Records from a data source
****************************************
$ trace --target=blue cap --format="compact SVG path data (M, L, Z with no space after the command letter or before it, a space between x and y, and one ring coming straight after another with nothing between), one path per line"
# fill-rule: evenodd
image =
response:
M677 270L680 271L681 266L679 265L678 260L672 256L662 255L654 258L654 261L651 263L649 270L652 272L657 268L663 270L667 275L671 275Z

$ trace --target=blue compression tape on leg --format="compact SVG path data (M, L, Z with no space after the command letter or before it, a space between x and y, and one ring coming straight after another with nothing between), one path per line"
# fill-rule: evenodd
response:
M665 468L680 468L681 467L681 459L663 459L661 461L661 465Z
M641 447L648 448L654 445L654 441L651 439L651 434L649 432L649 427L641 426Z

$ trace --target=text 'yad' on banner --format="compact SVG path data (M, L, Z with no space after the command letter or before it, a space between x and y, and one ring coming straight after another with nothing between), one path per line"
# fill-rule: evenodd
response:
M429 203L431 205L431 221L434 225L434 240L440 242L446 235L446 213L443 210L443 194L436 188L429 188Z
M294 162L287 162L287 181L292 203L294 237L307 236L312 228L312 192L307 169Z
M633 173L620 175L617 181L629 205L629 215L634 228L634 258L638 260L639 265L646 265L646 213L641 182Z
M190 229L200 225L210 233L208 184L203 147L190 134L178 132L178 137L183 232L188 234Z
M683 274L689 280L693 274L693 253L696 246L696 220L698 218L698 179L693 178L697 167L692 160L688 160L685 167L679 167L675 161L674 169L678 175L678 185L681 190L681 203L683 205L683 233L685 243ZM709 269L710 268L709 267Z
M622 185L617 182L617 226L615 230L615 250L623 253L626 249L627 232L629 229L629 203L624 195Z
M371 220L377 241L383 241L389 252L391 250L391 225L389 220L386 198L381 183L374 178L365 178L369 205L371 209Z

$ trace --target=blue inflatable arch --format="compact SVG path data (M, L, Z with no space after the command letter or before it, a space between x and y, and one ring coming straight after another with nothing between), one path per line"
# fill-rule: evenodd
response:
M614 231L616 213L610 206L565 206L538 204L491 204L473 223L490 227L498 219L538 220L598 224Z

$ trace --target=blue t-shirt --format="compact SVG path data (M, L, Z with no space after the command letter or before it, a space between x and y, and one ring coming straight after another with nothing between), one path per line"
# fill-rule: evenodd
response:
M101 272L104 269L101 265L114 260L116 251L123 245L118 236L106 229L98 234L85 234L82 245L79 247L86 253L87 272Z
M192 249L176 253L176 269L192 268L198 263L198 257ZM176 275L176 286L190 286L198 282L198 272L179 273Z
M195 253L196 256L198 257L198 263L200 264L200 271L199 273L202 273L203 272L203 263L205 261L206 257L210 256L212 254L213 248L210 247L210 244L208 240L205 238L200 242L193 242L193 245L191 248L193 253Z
****************************************
§ TASK
Lay out the lines of the records above as a JSON list of strings, one string per line and no blank lines, beginning at the line that contains "trace --target=blue t-shirt" and ending with the last line of the records.

§ THE OUTPUT
[
  "$ trace --target=blue t-shirt --format=\"compact SVG path data (M, L, Z with no space after the command letter or before it, a space between x and y, and one ring coming straight after another with nothing between), one path per line\"",
  "# fill-rule: evenodd",
  "response:",
  "M101 272L104 269L101 265L114 260L116 251L123 245L118 236L106 229L98 234L85 234L82 245L79 247L86 253L87 272Z",
  "M192 249L176 253L176 269L192 268L198 263L198 257ZM176 275L176 286L190 286L198 282L198 272L179 273Z",
  "M195 253L196 256L198 257L198 263L200 264L200 271L199 273L202 273L203 272L203 263L205 261L206 257L210 256L212 254L213 248L210 247L210 244L208 240L205 238L200 242L193 242L193 245L191 248L193 253Z"
]